--- BEGIN Material shown ---

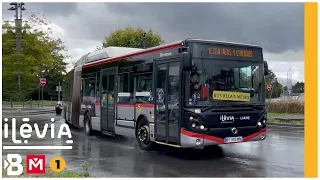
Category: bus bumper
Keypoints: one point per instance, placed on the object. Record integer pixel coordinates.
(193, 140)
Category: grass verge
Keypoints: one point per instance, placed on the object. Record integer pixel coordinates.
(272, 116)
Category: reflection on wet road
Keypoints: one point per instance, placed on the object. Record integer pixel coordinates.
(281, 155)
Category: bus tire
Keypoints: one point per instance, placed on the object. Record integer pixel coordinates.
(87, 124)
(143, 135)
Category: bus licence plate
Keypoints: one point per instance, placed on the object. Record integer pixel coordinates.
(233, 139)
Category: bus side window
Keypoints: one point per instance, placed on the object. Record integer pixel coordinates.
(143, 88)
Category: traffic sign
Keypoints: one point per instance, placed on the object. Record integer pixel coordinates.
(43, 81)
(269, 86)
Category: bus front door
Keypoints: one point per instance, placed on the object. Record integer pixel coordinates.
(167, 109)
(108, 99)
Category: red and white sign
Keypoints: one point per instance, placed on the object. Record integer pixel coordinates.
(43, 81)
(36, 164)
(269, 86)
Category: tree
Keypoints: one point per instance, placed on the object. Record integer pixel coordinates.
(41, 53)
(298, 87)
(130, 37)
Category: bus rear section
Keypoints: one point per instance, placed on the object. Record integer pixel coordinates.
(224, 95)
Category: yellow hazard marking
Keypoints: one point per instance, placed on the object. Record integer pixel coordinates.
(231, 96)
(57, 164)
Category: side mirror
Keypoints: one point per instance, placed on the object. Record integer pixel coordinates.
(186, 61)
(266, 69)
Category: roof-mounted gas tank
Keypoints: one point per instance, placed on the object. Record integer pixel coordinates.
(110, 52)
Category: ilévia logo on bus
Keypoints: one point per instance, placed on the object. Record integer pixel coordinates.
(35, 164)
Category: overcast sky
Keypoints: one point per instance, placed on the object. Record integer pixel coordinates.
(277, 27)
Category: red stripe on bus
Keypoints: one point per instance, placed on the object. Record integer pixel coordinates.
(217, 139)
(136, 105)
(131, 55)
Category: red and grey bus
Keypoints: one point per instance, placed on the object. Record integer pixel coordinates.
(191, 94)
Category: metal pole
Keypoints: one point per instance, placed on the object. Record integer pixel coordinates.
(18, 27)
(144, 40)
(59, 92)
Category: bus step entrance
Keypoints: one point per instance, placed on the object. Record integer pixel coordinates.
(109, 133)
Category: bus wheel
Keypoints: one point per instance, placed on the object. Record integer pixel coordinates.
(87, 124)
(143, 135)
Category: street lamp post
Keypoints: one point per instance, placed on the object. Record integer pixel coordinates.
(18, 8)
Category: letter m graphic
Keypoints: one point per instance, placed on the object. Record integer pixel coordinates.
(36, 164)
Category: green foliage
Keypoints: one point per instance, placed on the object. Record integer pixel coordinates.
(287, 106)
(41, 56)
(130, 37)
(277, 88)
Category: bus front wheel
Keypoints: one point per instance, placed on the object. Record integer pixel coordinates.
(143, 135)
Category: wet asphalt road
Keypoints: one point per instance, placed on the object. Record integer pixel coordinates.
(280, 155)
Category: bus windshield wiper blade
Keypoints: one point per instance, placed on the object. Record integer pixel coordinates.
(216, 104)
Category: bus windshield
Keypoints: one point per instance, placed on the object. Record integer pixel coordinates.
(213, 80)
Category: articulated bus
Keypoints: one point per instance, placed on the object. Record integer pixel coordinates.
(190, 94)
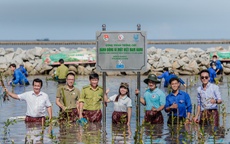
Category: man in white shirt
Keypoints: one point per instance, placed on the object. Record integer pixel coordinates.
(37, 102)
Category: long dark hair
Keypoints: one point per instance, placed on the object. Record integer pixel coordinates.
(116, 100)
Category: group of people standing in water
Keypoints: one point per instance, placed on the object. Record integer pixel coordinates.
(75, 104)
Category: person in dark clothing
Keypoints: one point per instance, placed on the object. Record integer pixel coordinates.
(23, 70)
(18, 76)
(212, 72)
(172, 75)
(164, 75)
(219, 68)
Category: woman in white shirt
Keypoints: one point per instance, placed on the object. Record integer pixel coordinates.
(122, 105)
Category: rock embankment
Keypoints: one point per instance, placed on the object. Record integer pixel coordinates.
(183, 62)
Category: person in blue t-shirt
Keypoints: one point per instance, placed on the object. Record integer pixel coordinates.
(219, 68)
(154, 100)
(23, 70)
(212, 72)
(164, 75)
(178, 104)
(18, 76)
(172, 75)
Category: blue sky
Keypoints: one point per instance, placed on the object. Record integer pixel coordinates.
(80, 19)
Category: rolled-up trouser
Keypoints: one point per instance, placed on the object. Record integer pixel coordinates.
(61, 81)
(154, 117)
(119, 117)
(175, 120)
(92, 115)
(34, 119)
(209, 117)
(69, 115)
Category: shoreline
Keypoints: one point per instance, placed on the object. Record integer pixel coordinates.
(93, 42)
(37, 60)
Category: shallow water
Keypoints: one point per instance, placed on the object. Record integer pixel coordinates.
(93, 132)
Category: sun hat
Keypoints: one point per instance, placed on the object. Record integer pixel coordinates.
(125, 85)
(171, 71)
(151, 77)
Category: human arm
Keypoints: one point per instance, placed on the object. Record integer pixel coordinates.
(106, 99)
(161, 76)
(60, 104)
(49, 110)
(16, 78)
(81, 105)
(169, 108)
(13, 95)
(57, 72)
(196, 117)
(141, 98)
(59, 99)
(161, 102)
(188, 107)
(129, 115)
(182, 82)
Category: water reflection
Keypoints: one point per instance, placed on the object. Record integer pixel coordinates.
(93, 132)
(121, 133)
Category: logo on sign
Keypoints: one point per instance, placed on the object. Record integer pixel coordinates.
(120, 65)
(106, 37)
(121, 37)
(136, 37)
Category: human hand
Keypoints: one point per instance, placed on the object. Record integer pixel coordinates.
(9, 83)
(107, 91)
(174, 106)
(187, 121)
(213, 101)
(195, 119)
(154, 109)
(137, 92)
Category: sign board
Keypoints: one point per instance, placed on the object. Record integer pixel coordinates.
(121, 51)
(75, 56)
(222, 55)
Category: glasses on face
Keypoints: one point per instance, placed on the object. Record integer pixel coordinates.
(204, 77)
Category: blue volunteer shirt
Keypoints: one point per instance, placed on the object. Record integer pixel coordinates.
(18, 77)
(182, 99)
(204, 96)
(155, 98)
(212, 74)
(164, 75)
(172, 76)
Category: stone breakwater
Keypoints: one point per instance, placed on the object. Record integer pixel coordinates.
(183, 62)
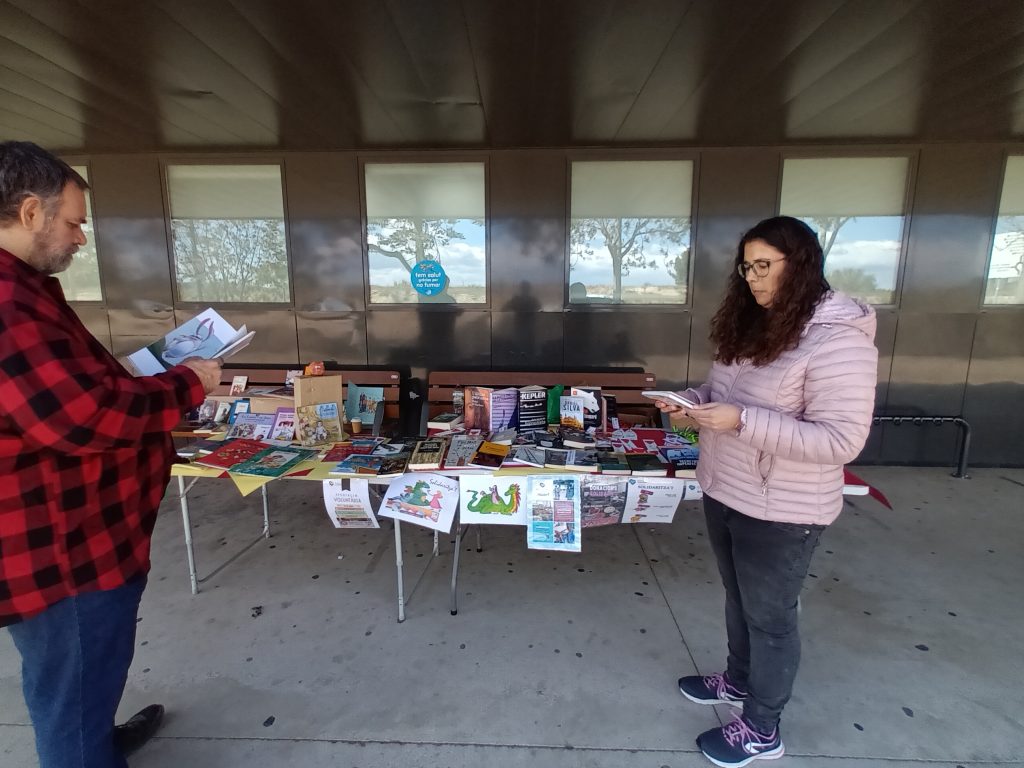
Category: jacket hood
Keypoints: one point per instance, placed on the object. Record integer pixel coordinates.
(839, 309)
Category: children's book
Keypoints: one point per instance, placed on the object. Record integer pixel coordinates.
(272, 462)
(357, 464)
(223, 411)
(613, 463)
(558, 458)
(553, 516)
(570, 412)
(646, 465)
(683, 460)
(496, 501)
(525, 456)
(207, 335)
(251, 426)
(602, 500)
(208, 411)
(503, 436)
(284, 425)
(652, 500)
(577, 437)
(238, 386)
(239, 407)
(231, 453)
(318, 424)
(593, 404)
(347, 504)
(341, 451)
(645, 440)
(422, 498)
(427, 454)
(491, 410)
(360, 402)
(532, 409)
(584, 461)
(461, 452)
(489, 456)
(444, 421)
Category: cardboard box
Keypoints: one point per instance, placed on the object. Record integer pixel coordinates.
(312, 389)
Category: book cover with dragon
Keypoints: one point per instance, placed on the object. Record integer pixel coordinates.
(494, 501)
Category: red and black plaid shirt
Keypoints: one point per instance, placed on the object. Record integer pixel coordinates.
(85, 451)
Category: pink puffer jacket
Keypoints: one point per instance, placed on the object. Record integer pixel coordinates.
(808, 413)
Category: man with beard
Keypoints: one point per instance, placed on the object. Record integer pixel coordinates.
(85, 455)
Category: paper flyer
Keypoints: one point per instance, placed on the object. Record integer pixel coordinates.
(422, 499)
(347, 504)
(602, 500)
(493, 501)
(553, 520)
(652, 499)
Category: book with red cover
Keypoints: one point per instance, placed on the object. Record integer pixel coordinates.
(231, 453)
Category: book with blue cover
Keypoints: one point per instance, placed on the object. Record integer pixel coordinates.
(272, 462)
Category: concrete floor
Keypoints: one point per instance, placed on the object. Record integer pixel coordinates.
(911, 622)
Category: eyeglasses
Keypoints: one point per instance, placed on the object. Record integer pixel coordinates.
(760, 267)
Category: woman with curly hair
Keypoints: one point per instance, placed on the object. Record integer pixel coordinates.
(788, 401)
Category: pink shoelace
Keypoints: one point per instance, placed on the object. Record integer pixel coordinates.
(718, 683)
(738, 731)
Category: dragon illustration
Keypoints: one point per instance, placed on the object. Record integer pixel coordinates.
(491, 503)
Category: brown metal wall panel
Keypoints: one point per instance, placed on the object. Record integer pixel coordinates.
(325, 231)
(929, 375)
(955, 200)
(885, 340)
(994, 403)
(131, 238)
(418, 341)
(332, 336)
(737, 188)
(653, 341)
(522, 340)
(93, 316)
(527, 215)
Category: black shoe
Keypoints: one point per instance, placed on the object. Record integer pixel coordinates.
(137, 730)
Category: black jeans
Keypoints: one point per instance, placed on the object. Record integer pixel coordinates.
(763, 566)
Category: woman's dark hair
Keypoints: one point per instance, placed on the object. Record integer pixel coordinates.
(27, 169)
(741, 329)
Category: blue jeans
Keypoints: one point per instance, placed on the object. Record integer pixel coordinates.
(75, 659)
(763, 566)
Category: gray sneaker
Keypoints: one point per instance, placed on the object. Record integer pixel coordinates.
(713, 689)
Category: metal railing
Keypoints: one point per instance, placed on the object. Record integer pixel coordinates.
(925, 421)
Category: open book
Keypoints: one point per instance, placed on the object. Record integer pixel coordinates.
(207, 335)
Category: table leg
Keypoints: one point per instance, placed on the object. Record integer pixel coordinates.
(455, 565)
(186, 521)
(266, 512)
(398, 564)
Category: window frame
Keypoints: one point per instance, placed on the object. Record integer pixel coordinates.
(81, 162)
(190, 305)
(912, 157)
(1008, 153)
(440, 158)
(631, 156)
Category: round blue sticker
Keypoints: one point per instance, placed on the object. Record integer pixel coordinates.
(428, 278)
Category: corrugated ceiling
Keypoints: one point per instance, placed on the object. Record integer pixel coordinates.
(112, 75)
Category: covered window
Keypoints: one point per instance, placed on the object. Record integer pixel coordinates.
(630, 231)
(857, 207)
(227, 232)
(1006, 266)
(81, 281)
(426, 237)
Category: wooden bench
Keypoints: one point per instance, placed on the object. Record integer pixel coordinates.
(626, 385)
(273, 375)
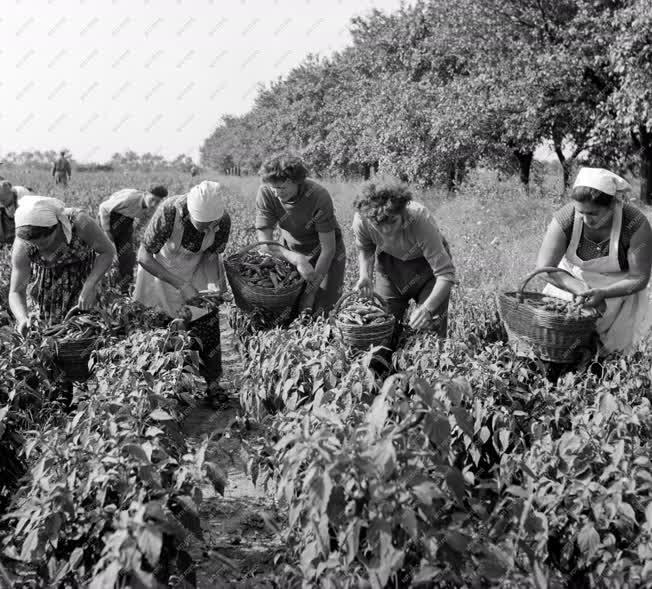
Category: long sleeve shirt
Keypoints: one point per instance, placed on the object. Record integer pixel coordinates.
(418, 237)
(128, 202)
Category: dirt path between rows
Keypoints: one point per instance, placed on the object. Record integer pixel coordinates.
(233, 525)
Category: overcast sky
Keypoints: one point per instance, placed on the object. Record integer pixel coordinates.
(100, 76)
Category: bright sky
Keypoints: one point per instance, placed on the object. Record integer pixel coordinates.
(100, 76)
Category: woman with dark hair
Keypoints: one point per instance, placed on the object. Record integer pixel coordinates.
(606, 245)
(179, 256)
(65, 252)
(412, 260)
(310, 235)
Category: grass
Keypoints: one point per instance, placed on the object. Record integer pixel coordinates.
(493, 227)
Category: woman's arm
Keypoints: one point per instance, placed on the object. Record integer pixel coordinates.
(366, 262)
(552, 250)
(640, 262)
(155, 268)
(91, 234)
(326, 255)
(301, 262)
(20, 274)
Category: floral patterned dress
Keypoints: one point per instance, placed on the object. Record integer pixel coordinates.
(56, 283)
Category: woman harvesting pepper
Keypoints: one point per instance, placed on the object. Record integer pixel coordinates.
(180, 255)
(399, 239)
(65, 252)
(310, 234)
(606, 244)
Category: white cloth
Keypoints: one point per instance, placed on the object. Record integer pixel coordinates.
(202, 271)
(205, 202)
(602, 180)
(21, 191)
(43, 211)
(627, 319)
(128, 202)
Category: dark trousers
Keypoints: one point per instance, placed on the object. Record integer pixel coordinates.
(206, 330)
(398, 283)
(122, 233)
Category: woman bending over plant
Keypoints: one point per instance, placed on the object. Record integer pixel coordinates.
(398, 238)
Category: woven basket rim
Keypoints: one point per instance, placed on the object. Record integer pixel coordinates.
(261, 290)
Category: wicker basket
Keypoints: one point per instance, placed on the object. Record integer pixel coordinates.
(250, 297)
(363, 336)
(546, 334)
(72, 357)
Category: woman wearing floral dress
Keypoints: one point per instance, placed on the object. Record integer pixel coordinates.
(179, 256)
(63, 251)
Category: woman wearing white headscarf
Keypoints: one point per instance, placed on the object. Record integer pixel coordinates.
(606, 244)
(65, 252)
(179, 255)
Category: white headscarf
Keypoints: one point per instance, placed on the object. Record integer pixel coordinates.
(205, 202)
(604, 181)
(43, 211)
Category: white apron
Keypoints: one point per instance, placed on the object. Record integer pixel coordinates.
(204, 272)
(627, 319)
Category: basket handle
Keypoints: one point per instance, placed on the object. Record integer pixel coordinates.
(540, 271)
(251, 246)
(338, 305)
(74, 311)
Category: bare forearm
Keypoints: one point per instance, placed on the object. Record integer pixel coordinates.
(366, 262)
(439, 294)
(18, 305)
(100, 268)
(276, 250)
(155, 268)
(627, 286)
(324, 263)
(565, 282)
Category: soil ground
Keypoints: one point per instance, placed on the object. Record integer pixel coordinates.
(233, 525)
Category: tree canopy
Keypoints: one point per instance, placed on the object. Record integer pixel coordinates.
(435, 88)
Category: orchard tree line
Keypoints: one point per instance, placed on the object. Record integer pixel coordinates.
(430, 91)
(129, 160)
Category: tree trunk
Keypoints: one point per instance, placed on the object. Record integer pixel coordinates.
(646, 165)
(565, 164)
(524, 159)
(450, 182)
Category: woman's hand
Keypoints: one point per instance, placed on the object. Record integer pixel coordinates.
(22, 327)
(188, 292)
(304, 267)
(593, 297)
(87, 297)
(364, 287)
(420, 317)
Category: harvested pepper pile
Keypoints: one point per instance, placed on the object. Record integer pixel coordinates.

--- END Material shown ---

» To be done
Starting from the line containing "Category: bare forearm" and ending with the final line of the data, reproduce each line exactly as it appears, including no other lines.

» Written response
Category: bare forearm
Keypoints: one point per instance, placed on the object. Record integer pixel coordinates.
(366, 262)
(439, 294)
(18, 305)
(100, 268)
(276, 250)
(155, 268)
(627, 286)
(324, 263)
(565, 282)
Category: soil ground
Keypoints: one point per instance, placed on the object. Record integer pixel coordinates.
(233, 525)
Category: tree canopy
Keypoints: one point per instance, placed on the object. Record integer pixel coordinates.
(435, 88)
Category: orchard tree line
Keypoints: one point per instance, placed on the object. Record integer pixel coordinates.
(430, 91)
(129, 160)
Category: tree trunk
Keypoints: one point per instance, placed on the object. Record integer pixel coordinates.
(646, 165)
(565, 164)
(524, 159)
(450, 182)
Category: woman's hand
Keypoints: one point per instance, placed on the object. Record integer pixel coordinates.
(22, 327)
(188, 292)
(304, 267)
(593, 297)
(87, 297)
(364, 287)
(420, 317)
Category: harvested pepper pile
Keypoints: one point per instance, placed on the object. Record integer pixel coordinates.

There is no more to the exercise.